Dataset entries
********

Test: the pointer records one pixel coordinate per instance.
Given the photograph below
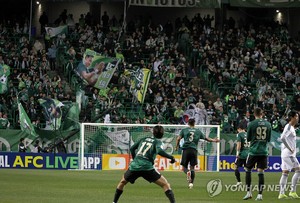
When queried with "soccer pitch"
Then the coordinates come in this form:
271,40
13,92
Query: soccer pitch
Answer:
55,186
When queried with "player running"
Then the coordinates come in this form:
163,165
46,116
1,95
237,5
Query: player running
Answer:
191,136
258,134
288,157
242,149
143,154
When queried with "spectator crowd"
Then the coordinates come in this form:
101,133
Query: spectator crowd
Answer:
220,74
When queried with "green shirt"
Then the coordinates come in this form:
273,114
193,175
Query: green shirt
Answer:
191,137
259,134
242,138
144,153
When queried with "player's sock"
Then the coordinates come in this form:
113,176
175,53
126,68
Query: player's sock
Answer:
261,182
192,176
294,181
248,179
283,182
237,175
170,195
118,193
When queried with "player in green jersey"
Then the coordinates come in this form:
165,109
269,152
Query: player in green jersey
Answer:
242,149
258,134
191,136
143,154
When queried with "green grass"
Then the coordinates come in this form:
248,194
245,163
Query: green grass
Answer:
55,186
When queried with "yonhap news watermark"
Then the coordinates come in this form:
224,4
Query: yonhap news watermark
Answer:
215,187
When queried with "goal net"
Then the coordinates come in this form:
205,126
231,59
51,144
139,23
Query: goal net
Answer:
110,144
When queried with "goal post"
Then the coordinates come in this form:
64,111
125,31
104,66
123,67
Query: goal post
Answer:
110,143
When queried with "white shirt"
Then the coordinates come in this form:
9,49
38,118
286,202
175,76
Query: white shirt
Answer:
289,137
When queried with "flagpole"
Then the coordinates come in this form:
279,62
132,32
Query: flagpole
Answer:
30,20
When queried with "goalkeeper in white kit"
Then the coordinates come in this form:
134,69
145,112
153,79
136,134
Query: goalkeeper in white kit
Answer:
288,157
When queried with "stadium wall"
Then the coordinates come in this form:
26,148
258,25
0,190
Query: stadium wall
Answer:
60,161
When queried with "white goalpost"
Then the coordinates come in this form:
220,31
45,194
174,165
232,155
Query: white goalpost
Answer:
106,146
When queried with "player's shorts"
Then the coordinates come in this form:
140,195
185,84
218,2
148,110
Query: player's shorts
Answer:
261,161
150,176
288,163
189,156
240,162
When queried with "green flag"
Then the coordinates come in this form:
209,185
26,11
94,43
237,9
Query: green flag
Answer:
52,112
98,71
4,73
71,121
25,122
54,31
139,83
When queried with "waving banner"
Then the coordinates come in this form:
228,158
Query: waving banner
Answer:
96,70
52,112
177,3
54,31
139,80
4,73
265,3
25,122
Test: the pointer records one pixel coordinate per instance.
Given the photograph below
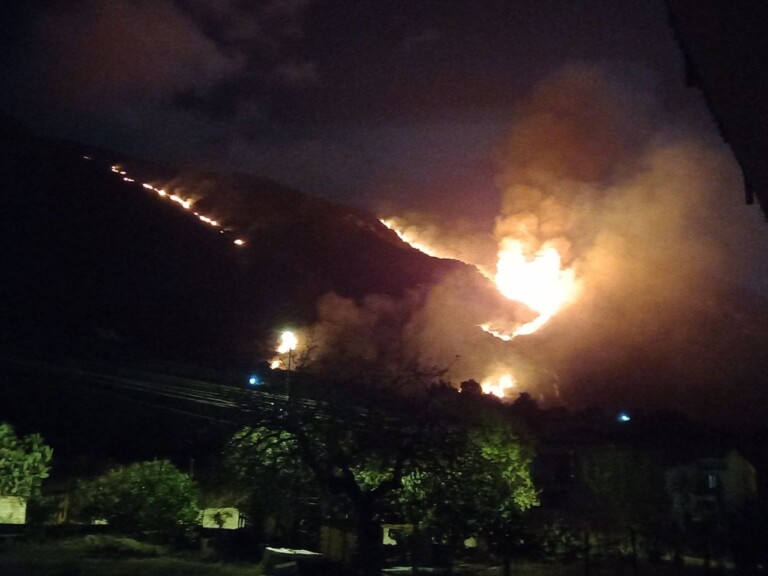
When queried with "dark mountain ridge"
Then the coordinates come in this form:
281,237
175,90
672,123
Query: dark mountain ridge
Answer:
94,264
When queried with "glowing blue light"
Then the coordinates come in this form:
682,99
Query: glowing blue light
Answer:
623,417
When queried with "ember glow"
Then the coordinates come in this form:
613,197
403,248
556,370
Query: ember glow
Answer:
177,197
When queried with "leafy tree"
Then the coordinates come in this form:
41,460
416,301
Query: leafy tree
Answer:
480,488
267,463
630,490
352,441
24,463
142,497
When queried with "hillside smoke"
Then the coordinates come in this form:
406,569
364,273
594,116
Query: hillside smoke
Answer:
649,216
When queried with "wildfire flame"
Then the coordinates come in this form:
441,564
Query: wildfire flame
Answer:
411,240
538,281
535,278
185,203
287,343
498,386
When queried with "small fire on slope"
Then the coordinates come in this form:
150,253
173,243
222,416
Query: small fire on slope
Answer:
536,279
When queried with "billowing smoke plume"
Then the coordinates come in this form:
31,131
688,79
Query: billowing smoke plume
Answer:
646,213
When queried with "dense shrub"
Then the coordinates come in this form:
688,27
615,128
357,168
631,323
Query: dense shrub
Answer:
143,497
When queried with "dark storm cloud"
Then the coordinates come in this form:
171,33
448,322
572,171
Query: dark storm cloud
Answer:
122,55
281,87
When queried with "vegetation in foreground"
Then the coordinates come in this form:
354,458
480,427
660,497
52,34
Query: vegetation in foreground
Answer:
107,556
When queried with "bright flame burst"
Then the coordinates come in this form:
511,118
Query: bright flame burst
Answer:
539,282
499,385
288,342
536,279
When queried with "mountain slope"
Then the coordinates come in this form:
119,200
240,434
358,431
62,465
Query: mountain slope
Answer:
94,264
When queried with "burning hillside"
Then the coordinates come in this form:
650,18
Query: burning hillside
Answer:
612,272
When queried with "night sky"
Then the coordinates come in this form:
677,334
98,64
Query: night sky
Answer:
557,123
401,104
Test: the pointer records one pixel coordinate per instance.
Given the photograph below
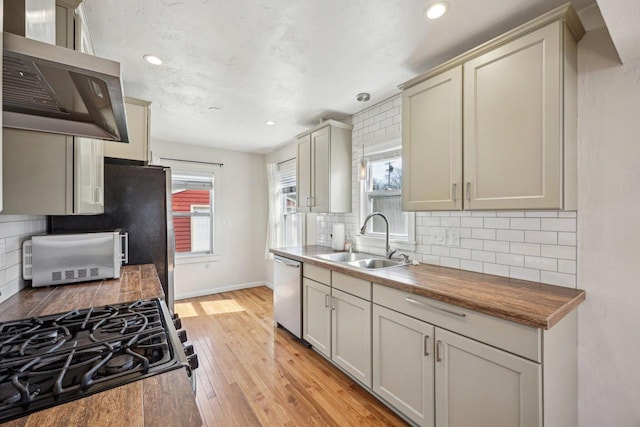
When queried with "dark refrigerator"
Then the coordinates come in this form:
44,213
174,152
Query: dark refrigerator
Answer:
137,199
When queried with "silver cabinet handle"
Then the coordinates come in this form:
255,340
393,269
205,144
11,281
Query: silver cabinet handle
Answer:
125,242
433,307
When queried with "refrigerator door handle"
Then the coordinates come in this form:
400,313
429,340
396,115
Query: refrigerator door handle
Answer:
125,242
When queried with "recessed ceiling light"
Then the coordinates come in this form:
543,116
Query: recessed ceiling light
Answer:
436,10
152,59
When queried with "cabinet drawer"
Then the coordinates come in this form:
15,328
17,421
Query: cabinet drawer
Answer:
512,337
351,285
318,274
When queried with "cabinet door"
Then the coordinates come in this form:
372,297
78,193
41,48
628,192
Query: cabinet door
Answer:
303,172
320,169
512,124
432,143
316,315
88,176
37,172
351,335
138,127
479,385
403,364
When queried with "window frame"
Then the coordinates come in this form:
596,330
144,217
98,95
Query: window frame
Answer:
376,151
201,255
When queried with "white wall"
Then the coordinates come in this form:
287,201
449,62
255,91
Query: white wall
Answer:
240,221
14,229
286,152
609,233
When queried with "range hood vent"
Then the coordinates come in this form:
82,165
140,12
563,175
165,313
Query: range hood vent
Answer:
49,88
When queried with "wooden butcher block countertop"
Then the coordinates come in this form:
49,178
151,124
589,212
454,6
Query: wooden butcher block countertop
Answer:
520,301
164,399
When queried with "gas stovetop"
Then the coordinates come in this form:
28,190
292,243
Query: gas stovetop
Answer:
45,361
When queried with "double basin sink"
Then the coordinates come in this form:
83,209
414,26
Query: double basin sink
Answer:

********

#### [Exercise instructions]
Return every line of the entries above that the string "jersey" appears in.

#### [Completed task]
When queried with "player in green jersey"
Query: player in green jersey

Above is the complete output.